:: AUFGABEN ::
[A] Fasse im Urteilstext den Absatz, der mit „Die Zeugin wurde zum Termin“ beginnt, in einem kürzeren Satz zusammen und behalte die wichtigsten Angaben bei.
[B] Setze den Urteilstext zum Auskunftsverweigerungsrecht der Zeugin im Waldorfschul-Streit im selben Stil fort, beginnend nach seinem letzten Satz.

Landgericht Nürnberg-Fürth Zwischenurteil, 09. Feb. 2015 - 11 O 4550/13

bei uns veröffentlicht am09.02.2015

Tenor

1. Die Zeugin … ist berechtigt die Auskunft auf Fragen zu verweigern, die im Zusammenhang mit dem Inhalt pädagogischer Konferenzen in der Schule ihres Arbeitgebers, der …, stehen.

2. Die Kosten dieses Zwischenstreits tragen die Beklagten

3. Das Urteil ist wegen der Kosten gegen Sicherheitsleistung in Höhe von 110% des jeweils zu vollstreckenden Betrags vorläufig vollstreckbar.

Beschluss

Der Streitwert wird auf 22.000,00 € festgesetzt.

Tatbestand

Im vorliegenden Rechtstreit macht der Kläger Unterlassungsansprüche gegen die Beklagten geltend. Die Beklagten haben in einem Rundschreiben des „Bundes zur Wahrung der Waldorfpädagogik“, das im März 2013 in Umlauf gebracht wurde gegen den Beklagten Vorwürfe dahingehend erhoben, dass er seine Stellung als Lehrer ausnutze, um seiner Ehefrau, die ein Nachhilfeinstitut betreibt, Kunden zuzuführen.

Im Rahmen dieses Verfahrens wurde auch die Zeugin … benannt und zwar zu folgendem Beweisthema: „Im Rahmen einer pädagogischen Lehrerkonferenz anlässlich der Besprechung eines älteren Schülers habe der Kläger die Lernberatung seiner Ehefrau gegenüber den anwesenden Lehrern empfohlen.“

Die Zeugin wurde zum Termin vom 07.07.2014 als Zeugin geladen. Das Beweisthema in der Ladung lautete: Äußerungen des Klägers im Zusammenhang mit den Kursen seiner Ehefrau.

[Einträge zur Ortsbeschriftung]
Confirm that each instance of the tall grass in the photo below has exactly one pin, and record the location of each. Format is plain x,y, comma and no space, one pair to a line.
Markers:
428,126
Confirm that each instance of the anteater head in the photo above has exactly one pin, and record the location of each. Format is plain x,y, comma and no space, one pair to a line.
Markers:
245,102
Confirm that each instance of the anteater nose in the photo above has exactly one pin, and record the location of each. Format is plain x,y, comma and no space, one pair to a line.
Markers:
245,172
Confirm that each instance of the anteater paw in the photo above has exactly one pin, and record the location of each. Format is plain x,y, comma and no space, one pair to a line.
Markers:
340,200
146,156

:: ANTWORTEN ::
[A] Die Zeugin wurde für den 07.07.2014 geladen, und zwar zum Beweisthema „Äußerungen des Klägers im Zusammenhang mit den Kursen seiner Ehefrau“.

[B]
Im Termin erklärte die Zeugin …, dass es in der Schule eine Geheimhaltungsvereinbarung gebe und sie nicht wisse, ob sie hier etwas aussagen dürfe.

Nach mehreren Unterbrechungen erklärte die Zeugin, dass sie keine Angaben machen möchte.

Der Klägervertreter erklärte daraufhin, dass kein Zeugnisverweigerungsrecht bestehe.

Daraufhin wurde ein mündlicher Termin zur Verhandlung über den Zwischenstreit anberaumt.

Es liegt vor ein Schreiben der …, in dem folgendes mitgeteilt wurde:

„Die … ist eine genehmigte Ersatzschule gem. Art. 90 BayEUG. ...

In Bezug auf den Datenschutz und den Umgang mit denen ihnen anvertrauten Informationen über Schüler und Eltern haben die Lehrkräfte analoge Regeln einzuhalten wie die Lehrkräfte an öffentliche Schulen

Aus diesem Grund wird im Arbeitsvertrag mit jeder Lehrkraft die Schweigepflicht über dienstliche Angelegenheiten vereinbart.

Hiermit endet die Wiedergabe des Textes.